反转链表
2021-09-23 本文已影响0人
帕博雷克斯丢丢
描述
输入一个长度为n链表,反转链表后,输出新链表的表头。
数据范围 n <= 1000
要求:空间复杂度 O(1) ,O(n) 。
示例1
输入:{1,2,3}
返回值:{3,2,1}
示例2
输入:{}
返回值:{}
说明:空链表则输出空
Java 真正的递归
package com.practices.practice001.a003;
public class Main {
public static void main(String[] args) {
ListNode li =
new ListNode(1,
new ListNode(2,
new ListNode(3,
new ListNode(4,
new ListNode(5,
new ListNode(6)
)
)
)
)
);
System.out.println(li);
Solution solution = new Solution();
ListNode rs = solution.ReverseList(li);
System.out.println(rs);
}
}
class ListNode {
int val;
ListNode next = null;
ListNode(int val) {
this.val = val;
}
ListNode(int val, ListNode next) {
this.val = val;
this.next = next;
}
@Override
public String toString() {
return val + " " + (next == null ? "" : next);
}
}
class Solution {
private int count = 0;
public ListNode ReverseList(ListNode head) {
return head == null ? null : reverse(head, head.next);
}
private ListNode reverse(ListNode prev, ListNode curr) {
if (prev == null) return null;
if (count == 0) prev.next = null;
count++;
if (curr != null) {
ListNode realNext = curr.next;
curr.next = prev;
return reverse(curr, realNext);
} else {
return prev;
}
}
}
Java 精简后的代码
package com.practices.practice001.a003;
public class Main {
public static void main(String[] args) {
ListNode li =
new ListNode(1,
new ListNode(2,
new ListNode(3,
new ListNode(4,
new ListNode(5,
new ListNode(6)

▶ **给定数据**:
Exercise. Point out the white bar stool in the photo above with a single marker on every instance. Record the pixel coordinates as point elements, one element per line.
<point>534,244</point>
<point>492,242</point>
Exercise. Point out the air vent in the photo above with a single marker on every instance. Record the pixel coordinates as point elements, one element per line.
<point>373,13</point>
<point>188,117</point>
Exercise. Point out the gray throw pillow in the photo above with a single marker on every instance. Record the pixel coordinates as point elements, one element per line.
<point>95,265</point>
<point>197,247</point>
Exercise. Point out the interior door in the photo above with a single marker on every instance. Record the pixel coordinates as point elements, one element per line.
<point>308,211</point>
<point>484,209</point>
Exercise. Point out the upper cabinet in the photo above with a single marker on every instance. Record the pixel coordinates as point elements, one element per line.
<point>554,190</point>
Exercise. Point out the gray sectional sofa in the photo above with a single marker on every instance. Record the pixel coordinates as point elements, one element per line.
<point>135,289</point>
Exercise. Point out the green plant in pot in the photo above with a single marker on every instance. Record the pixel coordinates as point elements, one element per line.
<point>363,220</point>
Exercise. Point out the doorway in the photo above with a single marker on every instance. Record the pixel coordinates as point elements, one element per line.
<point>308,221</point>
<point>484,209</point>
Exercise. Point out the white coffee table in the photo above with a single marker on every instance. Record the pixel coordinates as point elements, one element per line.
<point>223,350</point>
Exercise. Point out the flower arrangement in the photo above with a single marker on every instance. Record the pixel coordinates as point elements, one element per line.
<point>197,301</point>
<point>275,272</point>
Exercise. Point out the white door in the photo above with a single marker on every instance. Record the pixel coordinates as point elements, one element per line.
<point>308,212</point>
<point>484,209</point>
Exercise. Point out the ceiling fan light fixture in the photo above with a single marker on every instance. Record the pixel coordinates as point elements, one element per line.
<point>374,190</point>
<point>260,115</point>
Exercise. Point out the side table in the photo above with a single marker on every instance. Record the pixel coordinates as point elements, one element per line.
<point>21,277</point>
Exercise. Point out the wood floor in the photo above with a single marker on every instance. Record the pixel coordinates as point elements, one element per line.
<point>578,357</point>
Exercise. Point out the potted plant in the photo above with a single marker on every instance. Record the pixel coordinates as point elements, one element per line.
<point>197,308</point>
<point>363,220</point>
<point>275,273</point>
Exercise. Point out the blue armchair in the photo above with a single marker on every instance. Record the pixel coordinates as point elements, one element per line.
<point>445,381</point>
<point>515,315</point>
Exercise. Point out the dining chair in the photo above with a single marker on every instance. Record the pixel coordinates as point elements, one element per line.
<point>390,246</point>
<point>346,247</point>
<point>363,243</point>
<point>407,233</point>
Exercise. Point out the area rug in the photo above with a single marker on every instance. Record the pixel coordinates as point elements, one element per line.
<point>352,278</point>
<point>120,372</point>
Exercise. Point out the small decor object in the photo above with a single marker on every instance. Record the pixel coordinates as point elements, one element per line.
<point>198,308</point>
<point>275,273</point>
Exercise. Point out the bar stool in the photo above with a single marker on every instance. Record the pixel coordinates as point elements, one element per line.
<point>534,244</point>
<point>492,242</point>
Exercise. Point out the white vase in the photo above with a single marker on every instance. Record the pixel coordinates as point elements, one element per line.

▶ **题目要求**: 把上面讲反转链表的原文完整返回,一字不改。 这些记录用不上。

▶ **参考解答**:
反转链表
2021-09-23 本文已影响0人
帕博雷克斯丢丢
描述
输入一个长度为n链表,反转链表后,输出新链表的表头。
数据范围 n <= 1000
要求:空间复杂度 O(1) ,O(n) 。
示例1
输入:{1,2,3}
返回值:{3,2,1}
示例2
输入:{}
返回值:{}
说明:空链表则输出空
Java 真正的递归
package com.practices.practice001.a003;
public class Main {
public static void main(String[] args) {
ListNode li =
new ListNode(1,
new ListNode(2,
new ListNode(3,
new ListNode(4,
new ListNode(5,
new ListNode(6)
)
)
)
)
);
System.out.println(li);
Solution solution = new Solution();
ListNode rs = solution.ReverseList(li);
System.out.println(rs);
}
}
class ListNode {
int val;
ListNode next = null;
ListNode(int val) {
this.val = val;
}
ListNode(int val, ListNode next) {
this.val = val;
this.next = next;
}
@Override
public String toString() {
return val + " " + (next == null ? "" : next);
}
}
class Solution {
private int count = 0;
public ListNode ReverseList(ListNode head) {
return head == null ? null : reverse(head, head.next);
}
private ListNode reverse(ListNode prev, ListNode curr) {
if (prev == null) return null;
if (count == 0) prev.next = null;
count++;
if (curr != null) {
ListNode realNext = curr.next;
curr.next = prev;
return reverse(curr, realNext);
} else {
return prev;
}
}
}
Java 精简后的代码
package com.practices.practice001.a003;
public class Main {
public static void main(String[] args) {
ListNode li =
new ListNode(1,
new ListNode(2,
new ListNode(3,
new ListNode(4,
new ListNode(5,
new ListNode(6)